Я в свою ходил атаку… — страница 12 из 62

Провел он меня всюду, где только можно было, по снежным ходам сообщения, просто в целик по снегу и по дорогам, рассказал, что к чему, дал выпустить очередь из пулемета, произвел выстрел из противотанковой немецкой пушчонки, в общем, занимал гостя, чем мог. Потом с группой его командиров закусили, выпили, причем Красников совсем уж доверчиво наклонился ко мне за столом:

– Пусть разойдутся, а мы еще потом добавим, по капельке.

Я не высказал охоты пить больше и вскоре стал прощаться.

– Расскажите вы мне, – говорю, – свою историю, только забудьте, что я человек, берущий все на карандаш. Расскажите, если можете, откровенно, по-товарищески.

И он мне рассказал все так, что не было тени сомневаться в правдивости его слов. Он был уже майором, член партии, учился на третьем курсе академии. А вышел из красноармейцев, из батраков, малограмотный, подучился лишь после гражданской войны. Но он был – то, что называется слаб – относительно водочки.

Случился с ним один грех – он чуть не лишился партбилета, и лицо, которое теперь не стоит называть, вызвав его в кабинет, сказало жестко и твердо этому робкому от своего порока Красникову:

– Я пьяниц не люблю и у себя не потерплю…

Он еще более оробел, но дело мало-помалу улеглось. И вот он собрался впервые, может быть, за всю жизнь на курорт, в отпуск, получил деньжонки, встретил, конечно, старого товарища и «рванул».

Его отчислили из академии, исключили из партии и послали командовать батальоном.

А в [19]38 г. понадобилось в части кого-то «разоблачить», и вот его разоблачили, как человека, высказывавшего некие вещи в пьяном виде. И хотя он хорошо знал, что уж что-то, а антисоветских мыслей он высказывать не мог, но так и не сумел оправдаться, так и пошел со своей виноватой улыбкой в тюрьму, как бы неся в себе скрытое сознание другой виновности, которую уж он не в силах отрицать, хоть о ней ему и не говорили.

§ Список:

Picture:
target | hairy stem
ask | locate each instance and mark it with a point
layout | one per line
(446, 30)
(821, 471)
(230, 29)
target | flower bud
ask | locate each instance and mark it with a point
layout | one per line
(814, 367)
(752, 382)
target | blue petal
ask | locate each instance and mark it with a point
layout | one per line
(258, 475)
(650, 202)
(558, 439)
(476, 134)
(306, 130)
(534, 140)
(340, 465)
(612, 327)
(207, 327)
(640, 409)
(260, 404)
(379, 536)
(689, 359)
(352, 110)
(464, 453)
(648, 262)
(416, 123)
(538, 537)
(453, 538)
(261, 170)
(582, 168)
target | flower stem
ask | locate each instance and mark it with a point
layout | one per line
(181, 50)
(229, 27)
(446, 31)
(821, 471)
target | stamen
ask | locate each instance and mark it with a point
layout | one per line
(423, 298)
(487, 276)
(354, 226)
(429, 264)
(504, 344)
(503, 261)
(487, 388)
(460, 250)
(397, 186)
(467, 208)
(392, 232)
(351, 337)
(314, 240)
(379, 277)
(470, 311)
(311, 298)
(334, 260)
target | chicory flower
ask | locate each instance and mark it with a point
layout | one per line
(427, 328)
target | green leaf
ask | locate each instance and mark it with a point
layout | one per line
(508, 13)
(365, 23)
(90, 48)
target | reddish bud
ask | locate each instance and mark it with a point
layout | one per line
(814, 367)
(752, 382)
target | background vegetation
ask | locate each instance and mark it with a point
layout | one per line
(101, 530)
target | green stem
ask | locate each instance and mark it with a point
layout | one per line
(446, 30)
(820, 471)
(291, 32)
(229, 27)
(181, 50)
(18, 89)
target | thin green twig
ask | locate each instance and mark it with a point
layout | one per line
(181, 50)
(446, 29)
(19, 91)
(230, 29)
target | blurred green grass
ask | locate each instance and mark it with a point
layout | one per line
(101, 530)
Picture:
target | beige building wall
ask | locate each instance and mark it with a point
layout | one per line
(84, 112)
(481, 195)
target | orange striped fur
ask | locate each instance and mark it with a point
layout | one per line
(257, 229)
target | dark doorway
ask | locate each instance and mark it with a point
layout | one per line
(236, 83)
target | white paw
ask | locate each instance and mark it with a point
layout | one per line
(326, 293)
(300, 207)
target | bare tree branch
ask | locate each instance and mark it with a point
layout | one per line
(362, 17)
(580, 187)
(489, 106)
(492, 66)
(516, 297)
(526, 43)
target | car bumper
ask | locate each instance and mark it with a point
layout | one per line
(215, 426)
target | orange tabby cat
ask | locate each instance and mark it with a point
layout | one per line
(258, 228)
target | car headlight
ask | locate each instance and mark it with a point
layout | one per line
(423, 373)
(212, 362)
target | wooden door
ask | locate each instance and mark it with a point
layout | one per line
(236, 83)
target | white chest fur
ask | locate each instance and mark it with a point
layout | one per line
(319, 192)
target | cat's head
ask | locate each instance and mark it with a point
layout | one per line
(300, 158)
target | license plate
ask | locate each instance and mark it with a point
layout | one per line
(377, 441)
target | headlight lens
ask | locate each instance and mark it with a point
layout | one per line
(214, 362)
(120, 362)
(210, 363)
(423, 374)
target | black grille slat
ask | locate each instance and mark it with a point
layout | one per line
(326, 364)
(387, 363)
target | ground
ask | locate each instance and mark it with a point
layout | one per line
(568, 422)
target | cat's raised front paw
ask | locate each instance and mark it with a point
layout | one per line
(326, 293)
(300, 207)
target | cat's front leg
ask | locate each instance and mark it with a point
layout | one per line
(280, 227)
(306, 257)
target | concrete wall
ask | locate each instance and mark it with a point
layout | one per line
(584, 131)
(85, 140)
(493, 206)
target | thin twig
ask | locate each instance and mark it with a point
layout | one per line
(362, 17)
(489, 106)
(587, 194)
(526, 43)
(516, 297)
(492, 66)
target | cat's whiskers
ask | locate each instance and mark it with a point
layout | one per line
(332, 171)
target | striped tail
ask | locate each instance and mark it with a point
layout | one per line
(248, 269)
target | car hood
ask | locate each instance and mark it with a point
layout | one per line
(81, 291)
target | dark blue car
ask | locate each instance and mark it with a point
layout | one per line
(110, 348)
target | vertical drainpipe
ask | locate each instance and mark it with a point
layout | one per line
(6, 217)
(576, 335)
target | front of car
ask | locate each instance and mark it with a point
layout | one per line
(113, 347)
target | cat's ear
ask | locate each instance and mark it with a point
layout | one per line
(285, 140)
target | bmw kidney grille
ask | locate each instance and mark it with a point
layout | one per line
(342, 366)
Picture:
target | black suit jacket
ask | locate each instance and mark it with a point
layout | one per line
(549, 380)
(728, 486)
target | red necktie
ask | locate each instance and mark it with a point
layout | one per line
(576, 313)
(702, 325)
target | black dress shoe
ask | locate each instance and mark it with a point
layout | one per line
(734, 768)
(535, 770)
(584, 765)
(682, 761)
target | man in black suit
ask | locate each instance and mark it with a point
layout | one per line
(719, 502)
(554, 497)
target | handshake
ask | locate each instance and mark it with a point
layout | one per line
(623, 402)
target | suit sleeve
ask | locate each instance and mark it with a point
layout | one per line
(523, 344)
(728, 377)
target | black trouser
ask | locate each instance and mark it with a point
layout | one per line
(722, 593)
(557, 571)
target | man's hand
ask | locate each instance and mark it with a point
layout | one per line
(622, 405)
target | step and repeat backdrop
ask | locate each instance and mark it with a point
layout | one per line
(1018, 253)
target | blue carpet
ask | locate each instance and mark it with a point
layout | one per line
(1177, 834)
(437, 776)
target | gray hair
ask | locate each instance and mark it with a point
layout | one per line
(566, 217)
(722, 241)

---

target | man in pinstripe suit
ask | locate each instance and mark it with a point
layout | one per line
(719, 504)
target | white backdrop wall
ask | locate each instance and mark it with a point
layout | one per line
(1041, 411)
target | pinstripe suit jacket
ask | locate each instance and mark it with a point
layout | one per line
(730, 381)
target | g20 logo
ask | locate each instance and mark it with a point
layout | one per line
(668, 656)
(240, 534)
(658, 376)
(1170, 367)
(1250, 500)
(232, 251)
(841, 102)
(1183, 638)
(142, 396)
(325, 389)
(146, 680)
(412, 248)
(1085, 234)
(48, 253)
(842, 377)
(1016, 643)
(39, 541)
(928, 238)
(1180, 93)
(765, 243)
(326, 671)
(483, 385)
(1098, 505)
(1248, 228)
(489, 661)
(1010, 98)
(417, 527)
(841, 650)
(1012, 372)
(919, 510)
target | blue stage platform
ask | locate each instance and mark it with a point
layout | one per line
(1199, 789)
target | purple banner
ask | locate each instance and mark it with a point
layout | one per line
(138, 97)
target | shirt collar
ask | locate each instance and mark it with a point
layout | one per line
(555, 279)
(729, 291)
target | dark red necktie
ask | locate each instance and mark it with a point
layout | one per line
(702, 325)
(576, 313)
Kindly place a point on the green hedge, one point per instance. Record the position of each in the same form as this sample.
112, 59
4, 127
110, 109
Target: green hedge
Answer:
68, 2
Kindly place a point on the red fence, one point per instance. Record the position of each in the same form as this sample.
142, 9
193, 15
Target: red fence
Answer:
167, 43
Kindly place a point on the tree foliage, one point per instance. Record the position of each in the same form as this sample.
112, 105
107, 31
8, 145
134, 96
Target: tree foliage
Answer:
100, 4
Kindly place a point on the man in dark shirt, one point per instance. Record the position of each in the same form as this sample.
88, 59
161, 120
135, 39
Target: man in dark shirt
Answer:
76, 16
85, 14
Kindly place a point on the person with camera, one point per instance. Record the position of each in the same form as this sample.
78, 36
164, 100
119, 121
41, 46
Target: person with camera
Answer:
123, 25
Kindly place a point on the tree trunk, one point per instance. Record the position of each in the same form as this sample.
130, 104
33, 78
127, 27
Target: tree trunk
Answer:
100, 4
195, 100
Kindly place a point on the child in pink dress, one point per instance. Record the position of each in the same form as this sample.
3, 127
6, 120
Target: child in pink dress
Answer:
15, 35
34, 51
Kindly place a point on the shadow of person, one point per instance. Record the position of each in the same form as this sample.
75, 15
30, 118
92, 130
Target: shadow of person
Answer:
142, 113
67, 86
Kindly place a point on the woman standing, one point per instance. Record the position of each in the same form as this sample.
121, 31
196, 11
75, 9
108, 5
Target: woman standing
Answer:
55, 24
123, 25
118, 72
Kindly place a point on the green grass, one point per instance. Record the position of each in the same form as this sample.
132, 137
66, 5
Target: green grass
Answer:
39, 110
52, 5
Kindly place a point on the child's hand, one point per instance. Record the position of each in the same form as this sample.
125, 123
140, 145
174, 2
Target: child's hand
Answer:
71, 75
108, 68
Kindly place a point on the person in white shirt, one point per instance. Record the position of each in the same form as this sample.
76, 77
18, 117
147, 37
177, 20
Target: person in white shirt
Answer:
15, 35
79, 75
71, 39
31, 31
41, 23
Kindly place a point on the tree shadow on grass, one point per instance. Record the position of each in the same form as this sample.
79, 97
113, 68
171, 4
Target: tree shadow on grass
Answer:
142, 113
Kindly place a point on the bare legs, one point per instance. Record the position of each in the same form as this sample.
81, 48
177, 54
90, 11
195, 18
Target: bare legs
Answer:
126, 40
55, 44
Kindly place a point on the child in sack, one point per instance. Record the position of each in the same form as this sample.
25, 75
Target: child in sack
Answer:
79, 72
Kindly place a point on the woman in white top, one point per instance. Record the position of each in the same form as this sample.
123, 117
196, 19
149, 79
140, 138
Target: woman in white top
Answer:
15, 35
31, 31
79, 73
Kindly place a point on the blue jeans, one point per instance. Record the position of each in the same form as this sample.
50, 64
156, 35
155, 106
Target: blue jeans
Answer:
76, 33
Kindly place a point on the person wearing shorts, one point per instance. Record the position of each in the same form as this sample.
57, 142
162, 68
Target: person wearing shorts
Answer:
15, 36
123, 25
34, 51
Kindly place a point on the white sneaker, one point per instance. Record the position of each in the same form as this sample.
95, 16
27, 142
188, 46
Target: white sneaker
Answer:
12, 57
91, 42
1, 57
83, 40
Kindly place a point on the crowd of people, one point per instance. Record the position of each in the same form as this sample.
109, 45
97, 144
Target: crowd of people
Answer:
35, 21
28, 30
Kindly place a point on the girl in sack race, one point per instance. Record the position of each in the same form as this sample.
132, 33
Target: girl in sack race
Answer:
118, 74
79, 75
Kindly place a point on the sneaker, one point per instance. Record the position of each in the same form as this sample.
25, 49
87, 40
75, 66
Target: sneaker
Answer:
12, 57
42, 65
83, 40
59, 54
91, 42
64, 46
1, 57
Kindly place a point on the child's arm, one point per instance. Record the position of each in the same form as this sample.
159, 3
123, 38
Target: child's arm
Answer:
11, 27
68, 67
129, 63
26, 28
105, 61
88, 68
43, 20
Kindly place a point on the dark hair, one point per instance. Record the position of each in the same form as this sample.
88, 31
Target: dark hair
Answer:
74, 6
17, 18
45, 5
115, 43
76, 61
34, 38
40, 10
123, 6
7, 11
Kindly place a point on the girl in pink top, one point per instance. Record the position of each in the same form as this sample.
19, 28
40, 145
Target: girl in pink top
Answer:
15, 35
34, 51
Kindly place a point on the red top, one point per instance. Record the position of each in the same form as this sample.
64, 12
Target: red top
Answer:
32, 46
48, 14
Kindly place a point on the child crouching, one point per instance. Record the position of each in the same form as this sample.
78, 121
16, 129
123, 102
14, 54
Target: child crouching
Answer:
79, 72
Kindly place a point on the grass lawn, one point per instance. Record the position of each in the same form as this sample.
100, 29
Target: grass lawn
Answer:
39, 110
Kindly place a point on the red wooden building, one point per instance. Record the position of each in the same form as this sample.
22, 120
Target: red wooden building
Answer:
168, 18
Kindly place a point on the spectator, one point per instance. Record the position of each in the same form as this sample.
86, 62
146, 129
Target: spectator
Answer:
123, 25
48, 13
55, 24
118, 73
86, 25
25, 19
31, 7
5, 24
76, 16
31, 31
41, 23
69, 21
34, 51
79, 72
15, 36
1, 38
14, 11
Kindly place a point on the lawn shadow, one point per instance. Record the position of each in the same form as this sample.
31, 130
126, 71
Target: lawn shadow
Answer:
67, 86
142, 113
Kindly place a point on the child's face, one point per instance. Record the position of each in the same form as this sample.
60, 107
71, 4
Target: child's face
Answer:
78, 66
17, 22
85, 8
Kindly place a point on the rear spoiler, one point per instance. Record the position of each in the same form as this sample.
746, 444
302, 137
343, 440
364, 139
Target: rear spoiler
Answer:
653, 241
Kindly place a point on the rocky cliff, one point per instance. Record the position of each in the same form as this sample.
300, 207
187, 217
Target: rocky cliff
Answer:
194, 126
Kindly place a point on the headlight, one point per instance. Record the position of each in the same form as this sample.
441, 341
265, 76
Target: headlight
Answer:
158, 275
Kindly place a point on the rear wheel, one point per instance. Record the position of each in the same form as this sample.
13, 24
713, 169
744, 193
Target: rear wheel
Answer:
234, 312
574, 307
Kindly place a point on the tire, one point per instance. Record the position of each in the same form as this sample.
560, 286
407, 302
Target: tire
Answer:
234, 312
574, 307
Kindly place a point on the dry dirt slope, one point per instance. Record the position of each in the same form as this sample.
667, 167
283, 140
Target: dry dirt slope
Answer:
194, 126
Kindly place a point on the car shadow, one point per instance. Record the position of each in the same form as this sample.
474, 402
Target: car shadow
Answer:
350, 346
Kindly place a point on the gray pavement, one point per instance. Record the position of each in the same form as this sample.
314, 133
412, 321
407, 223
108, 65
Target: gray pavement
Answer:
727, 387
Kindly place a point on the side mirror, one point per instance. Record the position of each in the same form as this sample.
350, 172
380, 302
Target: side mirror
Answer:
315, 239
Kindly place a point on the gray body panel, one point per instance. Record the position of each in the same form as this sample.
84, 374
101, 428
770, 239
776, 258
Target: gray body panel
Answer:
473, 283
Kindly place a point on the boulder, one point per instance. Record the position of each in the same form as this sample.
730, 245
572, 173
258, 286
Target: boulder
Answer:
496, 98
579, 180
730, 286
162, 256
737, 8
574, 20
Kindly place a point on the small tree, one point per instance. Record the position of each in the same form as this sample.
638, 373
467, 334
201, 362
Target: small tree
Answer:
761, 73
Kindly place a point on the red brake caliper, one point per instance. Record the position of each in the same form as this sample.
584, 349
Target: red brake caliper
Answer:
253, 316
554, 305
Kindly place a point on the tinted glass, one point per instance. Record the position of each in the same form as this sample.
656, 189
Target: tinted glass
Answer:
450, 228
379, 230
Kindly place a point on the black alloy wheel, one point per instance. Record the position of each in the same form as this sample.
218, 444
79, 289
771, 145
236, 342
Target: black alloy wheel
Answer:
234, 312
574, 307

§ Что сделать:
Выведите без изменений фрагмент текста о Красникове, начиная со слов «И он мне рассказал» и заканчивая словами «слаб – относительно водочки.» включительно.

§ Ответ на задачу:
И он мне рассказал все так, что не было тени сомневаться в правдивости его слов. Он был уже майором, член партии, учился на третьем курсе академии. А вышел из красноармейцев, из батраков, малограмотный, подучился лишь после гражданской войны. Но он был – то, что называется слаб – относительно водочки.